◆ Directive ◆
Copy every entry precisely.

* * * * * * *

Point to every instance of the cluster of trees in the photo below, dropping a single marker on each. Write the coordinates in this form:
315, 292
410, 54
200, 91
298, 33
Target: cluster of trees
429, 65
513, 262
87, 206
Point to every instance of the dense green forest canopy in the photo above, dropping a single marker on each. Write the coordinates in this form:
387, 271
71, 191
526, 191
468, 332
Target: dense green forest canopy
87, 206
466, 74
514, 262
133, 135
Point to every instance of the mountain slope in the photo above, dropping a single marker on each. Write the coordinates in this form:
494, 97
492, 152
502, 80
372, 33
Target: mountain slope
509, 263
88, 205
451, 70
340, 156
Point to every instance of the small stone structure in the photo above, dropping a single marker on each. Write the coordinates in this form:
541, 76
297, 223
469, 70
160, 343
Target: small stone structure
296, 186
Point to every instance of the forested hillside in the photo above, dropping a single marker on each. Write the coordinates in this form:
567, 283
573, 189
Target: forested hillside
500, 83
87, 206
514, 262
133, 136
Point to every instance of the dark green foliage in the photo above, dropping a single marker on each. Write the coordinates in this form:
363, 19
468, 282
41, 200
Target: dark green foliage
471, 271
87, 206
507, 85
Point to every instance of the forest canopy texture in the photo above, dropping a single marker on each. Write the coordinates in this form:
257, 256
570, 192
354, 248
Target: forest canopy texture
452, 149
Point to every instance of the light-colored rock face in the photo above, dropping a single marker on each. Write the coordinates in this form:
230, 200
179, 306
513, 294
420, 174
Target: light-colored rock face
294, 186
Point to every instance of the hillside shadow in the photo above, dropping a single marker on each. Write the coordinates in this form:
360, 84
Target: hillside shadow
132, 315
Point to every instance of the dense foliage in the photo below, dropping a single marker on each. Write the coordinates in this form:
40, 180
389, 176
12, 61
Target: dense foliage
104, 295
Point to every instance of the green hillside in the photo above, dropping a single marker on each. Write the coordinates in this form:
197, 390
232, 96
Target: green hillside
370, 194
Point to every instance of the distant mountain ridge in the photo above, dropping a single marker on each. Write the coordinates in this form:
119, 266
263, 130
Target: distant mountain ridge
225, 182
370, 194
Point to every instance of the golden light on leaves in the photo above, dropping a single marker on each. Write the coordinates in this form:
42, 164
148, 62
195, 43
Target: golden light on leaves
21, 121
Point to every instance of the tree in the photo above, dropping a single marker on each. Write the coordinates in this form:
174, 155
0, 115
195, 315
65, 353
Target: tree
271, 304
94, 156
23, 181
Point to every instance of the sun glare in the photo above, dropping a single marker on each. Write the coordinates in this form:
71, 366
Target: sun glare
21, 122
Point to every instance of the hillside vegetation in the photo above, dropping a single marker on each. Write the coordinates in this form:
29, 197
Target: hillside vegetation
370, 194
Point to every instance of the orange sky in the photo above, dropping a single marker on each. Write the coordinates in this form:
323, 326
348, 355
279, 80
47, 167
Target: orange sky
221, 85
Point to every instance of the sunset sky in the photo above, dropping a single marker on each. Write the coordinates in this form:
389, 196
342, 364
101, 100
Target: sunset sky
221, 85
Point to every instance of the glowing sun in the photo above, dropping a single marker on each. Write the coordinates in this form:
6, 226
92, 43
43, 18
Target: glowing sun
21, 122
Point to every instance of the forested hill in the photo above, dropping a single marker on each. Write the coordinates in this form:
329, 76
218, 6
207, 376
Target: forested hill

* * * * * * *

◆ Written response ◆
Point to every instance of the cluster of trees in the photo below, dropping a single marker on each. Write the coordinates in this form:
315, 292
410, 54
200, 91
298, 33
Target: cluster of trees
429, 65
513, 262
87, 206
Point to every instance of the dense green forest canopy in the photo above, dropping a single marker on each. Write the coordinates in this form:
387, 271
71, 191
526, 191
468, 332
Target: dense green forest canopy
87, 206
466, 74
514, 262
133, 135
Point to every instance of the mountain slope in the photo above, dropping a single marker on each. Write the coordinates in this form:
494, 97
492, 152
502, 80
372, 33
Target: mountain slope
509, 263
88, 205
451, 70
340, 156
Point to every instance of the small stone structure in the photo above, dropping a single marker on each. Write the coordinates in this form:
541, 76
297, 223
469, 70
160, 343
Target: small stone structure
296, 186
Point to every instance of the forested hillside in the photo above, dropping a single marker on each. Write the coordinates in this form:
567, 283
573, 189
Target: forested hillside
500, 83
87, 206
514, 262
133, 136
Point to every instance of the dark green foliage in the photo above, dropping a single marker on each. Write the coordinates in this form:
363, 19
468, 282
41, 200
Target: dark green foliage
471, 271
87, 206
507, 85
Point to every instance of the forest canopy texture in the photo above, dropping a single marker on each. Write the coordinates in this form:
257, 256
570, 192
354, 248
Target: forest canopy texture
452, 149
Point to every instance of the light-colored rock face in the photo above, dropping a single marker on each. Write the coordinates in this form:
230, 200
179, 306
513, 294
420, 174
Target: light-colored rock face
294, 186
Point to every instance of the hillside shadow in the photo above, dropping a single marker on each. Write the coordinates in this form:
360, 84
Target: hillside shadow
132, 315
Point to every instance of the dense foliage in the photo below, dropping a single marker on each. Write the coordinates in this form:
40, 180
389, 176
12, 61
Target: dense foliage
104, 295
Point to every instance of the green hillside in the photo above, dropping a single marker on each. Write the coordinates in this form:
197, 390
232, 96
Target: green hillside
370, 194
Point to every instance of the distant mountain ridge in the photo above, dropping a single marker on each. Write the coordinates in this form:
119, 266
263, 130
Target: distant mountain ridge
225, 182
370, 194
Point to every instance of the golden light on leaves in the photo above, dropping a single marker on each. Write the coordinates in this form:
42, 164
148, 62
195, 43
Target: golden light on leaves
21, 121
Point to every instance of the tree in the photo above, dropping a single marker on each. Write the coordinates in this form:
174, 155
0, 115
195, 315
65, 353
Target: tree
271, 304
94, 156
23, 181
Point to every instance of the sun glare in the photo above, dropping a single marker on each. Write the coordinates in this form:
71, 366
Target: sun glare
21, 122
Point to every instance of the hillside vegetation in the photo above, dropping a single marker on each. Write the coordinates in this form:
29, 197
Target: hillside vegetation
370, 194
Point to every instance of the orange sky in the photo above, dropping a single marker on each. Write the coordinates in this form:
323, 326
348, 355
279, 80
47, 167
Target: orange sky
221, 85
Point to every instance of the sunset sky in the photo above, dropping a single marker on each. Write the coordinates in this form:
389, 196
342, 364
101, 100
Target: sunset sky
221, 85
Point to every instance of the glowing sun in the photo above, dropping a single marker on each. Write the coordinates in this form:
6, 226
92, 43
43, 18
Target: glowing sun
21, 122
Point to every instance of the forested hill in the photo above, dropping a single marker on each. Write the coordinates in this form:
329, 76
218, 6
207, 376
Target: forested hill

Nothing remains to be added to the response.